→ Set exercise: Repeat exactly each line of the data provided below.

Data listing
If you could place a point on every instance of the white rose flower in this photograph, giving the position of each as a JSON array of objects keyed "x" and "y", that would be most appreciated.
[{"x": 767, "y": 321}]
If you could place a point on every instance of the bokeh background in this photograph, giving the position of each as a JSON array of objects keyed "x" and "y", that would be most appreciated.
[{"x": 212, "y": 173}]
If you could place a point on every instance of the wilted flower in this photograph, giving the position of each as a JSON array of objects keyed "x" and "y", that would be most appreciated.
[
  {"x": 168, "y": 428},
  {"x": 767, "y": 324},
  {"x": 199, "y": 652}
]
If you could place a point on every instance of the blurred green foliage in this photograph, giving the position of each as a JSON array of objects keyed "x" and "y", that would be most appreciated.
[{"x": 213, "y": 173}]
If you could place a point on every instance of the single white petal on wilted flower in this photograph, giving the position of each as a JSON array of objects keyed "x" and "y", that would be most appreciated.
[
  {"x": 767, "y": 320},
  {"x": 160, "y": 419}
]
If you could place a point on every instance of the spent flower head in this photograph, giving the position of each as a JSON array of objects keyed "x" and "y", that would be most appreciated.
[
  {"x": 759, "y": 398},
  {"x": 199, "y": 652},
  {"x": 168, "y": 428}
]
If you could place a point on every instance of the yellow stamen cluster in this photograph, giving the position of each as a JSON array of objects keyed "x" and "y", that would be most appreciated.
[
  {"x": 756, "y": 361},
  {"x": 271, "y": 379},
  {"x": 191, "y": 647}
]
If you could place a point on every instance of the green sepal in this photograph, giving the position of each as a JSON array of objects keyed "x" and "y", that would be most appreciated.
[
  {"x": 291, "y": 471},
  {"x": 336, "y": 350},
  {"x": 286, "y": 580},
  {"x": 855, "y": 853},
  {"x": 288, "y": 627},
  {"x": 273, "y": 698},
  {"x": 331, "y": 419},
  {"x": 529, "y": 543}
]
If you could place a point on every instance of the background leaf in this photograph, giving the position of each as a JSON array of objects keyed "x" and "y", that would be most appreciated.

→ Final answer:
If you could place a point on every instance of the white rose flower in this photograph, giving the position of each as a JSON array of objects keyed "x" and "y", that would be most appreciated.
[{"x": 767, "y": 321}]
If you could place a point on every instance of the bokeh background in this photograph, giving the position of each as a JSON array of objects keyed "x" and "y", that would be most appreciated.
[{"x": 212, "y": 173}]
If you could place a point on every instance of the wilted flower in this photograph, giving the position of each as a JSON array of objects keyed "x" and "y", that would be most appreciated.
[
  {"x": 168, "y": 428},
  {"x": 767, "y": 324},
  {"x": 199, "y": 652}
]
If you could place a point on every instance of the blurred green foliage in this photograph, giving the position of each as a JSON array of objects keyed "x" and "y", that would be most appreciated.
[{"x": 213, "y": 173}]
If you could place a point on every instance of the single white petal on wilted flower in this photograph, giving the position of each as a JSON array of objects keyed "x" and "y", that would be most appreciated.
[
  {"x": 767, "y": 320},
  {"x": 160, "y": 419}
]
If you could place a point on every instance of the spent flower head in this photograph, giving the position of each as a JSON array of objects keyed "x" and "y", that would be most appreciated.
[
  {"x": 759, "y": 398},
  {"x": 199, "y": 652},
  {"x": 168, "y": 428}
]
If you could place a point on every instance of the yellow stamen cluster in this photograph, giving the position of each as a JSON array of objects keyed "x" and "y", that would be most appreciated.
[
  {"x": 756, "y": 361},
  {"x": 271, "y": 379},
  {"x": 191, "y": 647}
]
If you could place a point on every instance of the green sepal in this photograph, giving the position of each as a JSON array of objects keyed "x" and "y", that would be most appreciated.
[
  {"x": 291, "y": 471},
  {"x": 336, "y": 350},
  {"x": 286, "y": 580},
  {"x": 855, "y": 853},
  {"x": 288, "y": 627},
  {"x": 273, "y": 698},
  {"x": 331, "y": 419},
  {"x": 529, "y": 543}
]
If you could place a point on every instance of the background leaf in this photograph, giving the position of each as a JSON array of objects keyed "x" and "y", that would be most appreciated.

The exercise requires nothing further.